§ **What you should do**:
Can you print the lines of the listing below verbatim, starting at its first line and ending at the line that contains "(1130, 481)", with both of those lines included?

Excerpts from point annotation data
● ● ● ●
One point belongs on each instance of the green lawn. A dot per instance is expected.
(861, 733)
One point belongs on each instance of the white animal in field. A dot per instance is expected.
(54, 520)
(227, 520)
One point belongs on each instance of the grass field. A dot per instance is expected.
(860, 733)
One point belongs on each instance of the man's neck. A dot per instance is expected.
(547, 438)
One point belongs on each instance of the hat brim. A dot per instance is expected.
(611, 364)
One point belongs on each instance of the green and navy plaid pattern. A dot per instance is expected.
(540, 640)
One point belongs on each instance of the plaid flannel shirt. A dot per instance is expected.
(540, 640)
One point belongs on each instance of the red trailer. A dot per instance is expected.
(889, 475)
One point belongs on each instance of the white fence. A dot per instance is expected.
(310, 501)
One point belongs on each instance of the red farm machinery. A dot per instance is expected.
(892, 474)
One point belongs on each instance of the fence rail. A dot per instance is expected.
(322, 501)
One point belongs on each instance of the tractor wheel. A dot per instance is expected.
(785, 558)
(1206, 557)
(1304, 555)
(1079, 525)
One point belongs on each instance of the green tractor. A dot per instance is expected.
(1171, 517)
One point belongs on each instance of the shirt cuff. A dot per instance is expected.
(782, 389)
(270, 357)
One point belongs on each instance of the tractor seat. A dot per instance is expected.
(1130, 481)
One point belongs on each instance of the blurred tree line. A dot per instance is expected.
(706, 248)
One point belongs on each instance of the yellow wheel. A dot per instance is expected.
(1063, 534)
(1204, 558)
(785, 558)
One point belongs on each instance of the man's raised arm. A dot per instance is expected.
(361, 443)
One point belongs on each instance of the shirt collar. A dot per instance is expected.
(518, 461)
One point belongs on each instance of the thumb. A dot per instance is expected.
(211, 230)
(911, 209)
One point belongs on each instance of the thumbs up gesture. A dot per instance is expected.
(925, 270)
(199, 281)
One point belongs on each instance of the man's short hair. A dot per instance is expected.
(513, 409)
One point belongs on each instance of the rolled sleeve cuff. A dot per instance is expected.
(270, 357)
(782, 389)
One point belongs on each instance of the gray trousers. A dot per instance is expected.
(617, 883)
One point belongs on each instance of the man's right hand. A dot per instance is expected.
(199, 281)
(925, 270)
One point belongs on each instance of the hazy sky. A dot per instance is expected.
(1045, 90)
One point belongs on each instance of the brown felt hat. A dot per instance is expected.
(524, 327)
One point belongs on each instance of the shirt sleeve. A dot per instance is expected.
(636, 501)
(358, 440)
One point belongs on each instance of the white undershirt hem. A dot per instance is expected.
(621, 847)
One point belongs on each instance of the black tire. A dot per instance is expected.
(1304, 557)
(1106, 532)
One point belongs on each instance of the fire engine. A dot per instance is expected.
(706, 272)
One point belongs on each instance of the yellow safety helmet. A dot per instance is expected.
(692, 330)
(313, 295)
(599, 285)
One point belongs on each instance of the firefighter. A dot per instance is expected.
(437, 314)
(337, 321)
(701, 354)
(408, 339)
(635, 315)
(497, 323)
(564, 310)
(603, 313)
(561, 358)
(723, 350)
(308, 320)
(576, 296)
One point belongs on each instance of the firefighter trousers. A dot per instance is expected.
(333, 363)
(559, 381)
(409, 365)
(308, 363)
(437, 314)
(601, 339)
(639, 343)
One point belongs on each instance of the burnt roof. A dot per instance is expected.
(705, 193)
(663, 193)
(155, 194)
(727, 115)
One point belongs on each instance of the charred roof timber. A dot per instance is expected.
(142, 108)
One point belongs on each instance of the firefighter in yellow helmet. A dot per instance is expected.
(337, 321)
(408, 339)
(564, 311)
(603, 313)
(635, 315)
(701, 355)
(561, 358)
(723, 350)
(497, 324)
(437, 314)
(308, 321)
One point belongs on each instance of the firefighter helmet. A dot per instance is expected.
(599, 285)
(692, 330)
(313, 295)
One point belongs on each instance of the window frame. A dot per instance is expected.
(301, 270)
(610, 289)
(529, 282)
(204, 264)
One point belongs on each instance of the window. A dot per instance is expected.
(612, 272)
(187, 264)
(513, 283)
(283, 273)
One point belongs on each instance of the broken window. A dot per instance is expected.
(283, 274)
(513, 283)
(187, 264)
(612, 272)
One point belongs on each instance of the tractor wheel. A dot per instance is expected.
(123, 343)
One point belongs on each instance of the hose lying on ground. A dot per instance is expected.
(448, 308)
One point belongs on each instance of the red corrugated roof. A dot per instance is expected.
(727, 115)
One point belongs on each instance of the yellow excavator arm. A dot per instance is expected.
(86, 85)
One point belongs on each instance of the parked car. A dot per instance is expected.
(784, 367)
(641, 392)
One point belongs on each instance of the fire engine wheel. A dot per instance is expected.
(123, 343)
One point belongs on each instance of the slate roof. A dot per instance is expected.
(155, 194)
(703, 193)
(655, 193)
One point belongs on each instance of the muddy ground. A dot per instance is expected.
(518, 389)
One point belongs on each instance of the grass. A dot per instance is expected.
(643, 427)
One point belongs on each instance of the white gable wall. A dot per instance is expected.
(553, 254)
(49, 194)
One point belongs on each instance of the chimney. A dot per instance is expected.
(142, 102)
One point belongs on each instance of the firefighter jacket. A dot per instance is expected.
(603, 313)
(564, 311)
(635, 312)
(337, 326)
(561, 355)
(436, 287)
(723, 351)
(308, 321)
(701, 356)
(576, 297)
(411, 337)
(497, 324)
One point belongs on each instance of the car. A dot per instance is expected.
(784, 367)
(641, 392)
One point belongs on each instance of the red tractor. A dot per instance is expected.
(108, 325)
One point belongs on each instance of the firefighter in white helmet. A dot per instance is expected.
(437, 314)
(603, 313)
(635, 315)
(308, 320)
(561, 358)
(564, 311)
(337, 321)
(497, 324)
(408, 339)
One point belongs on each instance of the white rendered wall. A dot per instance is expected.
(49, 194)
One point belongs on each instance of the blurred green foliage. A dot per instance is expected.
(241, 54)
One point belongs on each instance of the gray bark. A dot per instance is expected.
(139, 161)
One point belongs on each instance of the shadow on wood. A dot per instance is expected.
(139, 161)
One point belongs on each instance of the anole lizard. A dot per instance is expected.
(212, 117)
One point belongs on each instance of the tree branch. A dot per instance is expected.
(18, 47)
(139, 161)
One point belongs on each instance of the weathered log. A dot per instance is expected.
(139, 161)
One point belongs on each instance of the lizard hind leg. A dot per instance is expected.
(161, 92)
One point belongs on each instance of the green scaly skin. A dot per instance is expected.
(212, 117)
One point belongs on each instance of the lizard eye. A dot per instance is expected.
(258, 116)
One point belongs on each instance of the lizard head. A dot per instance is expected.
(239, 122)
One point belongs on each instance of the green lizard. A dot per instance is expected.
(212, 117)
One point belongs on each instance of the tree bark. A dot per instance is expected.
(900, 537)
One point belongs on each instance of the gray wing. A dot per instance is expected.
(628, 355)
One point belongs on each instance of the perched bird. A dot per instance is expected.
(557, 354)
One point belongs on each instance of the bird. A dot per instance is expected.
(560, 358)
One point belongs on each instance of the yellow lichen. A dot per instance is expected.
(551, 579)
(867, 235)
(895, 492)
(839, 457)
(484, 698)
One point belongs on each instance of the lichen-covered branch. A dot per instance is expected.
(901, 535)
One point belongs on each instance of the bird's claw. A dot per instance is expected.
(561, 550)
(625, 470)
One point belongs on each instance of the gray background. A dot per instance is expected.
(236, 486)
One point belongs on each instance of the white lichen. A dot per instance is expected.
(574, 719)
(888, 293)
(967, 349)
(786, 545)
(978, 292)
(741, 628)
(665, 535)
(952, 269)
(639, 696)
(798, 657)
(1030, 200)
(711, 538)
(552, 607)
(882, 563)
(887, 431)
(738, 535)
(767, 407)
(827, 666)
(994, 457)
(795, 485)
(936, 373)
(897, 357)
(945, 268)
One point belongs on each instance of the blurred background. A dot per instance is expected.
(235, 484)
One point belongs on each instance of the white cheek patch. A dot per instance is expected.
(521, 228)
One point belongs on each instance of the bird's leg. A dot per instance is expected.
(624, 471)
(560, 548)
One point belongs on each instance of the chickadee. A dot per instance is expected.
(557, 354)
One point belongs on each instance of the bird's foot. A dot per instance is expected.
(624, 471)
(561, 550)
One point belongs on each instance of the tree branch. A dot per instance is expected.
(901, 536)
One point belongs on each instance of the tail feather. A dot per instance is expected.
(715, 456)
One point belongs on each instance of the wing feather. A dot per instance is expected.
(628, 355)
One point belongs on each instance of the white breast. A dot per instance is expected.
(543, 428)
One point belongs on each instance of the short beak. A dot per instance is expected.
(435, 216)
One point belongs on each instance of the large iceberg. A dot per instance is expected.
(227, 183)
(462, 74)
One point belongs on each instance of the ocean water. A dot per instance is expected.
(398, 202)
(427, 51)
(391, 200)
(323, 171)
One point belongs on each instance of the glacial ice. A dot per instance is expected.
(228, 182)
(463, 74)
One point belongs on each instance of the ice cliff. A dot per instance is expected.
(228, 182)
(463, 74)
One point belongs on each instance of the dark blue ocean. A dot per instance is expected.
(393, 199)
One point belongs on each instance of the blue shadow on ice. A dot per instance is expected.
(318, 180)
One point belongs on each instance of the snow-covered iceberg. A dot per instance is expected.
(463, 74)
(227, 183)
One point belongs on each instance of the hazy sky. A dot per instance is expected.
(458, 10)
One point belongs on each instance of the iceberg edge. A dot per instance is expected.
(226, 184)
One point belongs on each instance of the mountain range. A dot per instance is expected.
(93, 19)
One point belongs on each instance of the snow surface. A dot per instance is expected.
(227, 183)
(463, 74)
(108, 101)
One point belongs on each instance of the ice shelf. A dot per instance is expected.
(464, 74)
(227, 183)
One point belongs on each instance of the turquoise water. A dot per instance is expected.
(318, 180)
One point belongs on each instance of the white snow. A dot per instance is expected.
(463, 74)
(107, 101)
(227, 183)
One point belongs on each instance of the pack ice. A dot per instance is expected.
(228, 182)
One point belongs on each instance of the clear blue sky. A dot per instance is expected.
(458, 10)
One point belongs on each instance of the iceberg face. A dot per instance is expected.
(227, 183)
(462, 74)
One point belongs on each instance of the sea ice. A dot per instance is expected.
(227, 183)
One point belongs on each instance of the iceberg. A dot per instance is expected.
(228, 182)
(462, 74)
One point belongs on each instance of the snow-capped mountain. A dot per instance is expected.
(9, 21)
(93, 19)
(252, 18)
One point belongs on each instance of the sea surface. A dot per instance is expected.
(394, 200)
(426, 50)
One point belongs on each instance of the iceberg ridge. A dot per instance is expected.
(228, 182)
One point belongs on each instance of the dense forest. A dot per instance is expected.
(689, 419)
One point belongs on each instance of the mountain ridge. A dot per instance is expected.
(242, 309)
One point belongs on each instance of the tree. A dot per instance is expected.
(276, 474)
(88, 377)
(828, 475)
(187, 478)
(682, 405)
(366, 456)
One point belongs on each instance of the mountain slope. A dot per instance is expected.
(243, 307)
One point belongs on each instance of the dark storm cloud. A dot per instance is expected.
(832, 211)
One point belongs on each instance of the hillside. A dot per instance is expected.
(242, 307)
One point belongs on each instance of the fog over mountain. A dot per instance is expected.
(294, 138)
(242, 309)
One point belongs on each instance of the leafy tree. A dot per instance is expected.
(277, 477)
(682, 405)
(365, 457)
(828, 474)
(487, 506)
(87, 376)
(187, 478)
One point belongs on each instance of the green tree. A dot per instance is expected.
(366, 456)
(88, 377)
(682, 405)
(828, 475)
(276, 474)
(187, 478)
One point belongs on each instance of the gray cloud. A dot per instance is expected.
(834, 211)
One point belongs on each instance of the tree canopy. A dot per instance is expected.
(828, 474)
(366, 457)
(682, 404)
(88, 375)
● ● ● ●
§ **Finished exercise**:
One point belongs on each instance of the green lawn. A dot per instance is expected.
(861, 733)
One point belongs on each instance of the white animal in field. A dot per instance is expected.
(54, 520)
(227, 520)
One point belongs on each instance of the grass field. A dot per instance is expected.
(860, 733)
One point belongs on each instance of the man's neck. A dot per instance is expected.
(547, 438)
One point belongs on each instance of the hat brim. A dot per instance is expected.
(611, 364)
One point belongs on each instance of the green and navy plaid pattern. A dot per instance is expected.
(540, 640)
One point belongs on each instance of the plaid flannel shirt. A dot per instance is expected.
(540, 640)
One point belongs on each instance of the red trailer. A dot per instance is expected.
(889, 475)
One point belongs on each instance of the white fence. A dot per instance is expected.
(310, 501)
One point belongs on each instance of the red farm machinery. A dot per instance is expected.
(892, 474)
One point belongs on each instance of the fence rail. A dot per instance is expected.
(322, 501)
One point belongs on each instance of the tractor wheel. A dot per instance is expected.
(785, 558)
(1206, 557)
(1304, 555)
(1079, 525)
One point belongs on each instance of the green tractor. A dot per instance is expected.
(1171, 517)
One point belongs on each instance of the shirt cuff. A dot per instance is expected.
(782, 389)
(270, 357)
One point belongs on each instance of the tractor seat. A dot per instance is expected.
(1130, 481)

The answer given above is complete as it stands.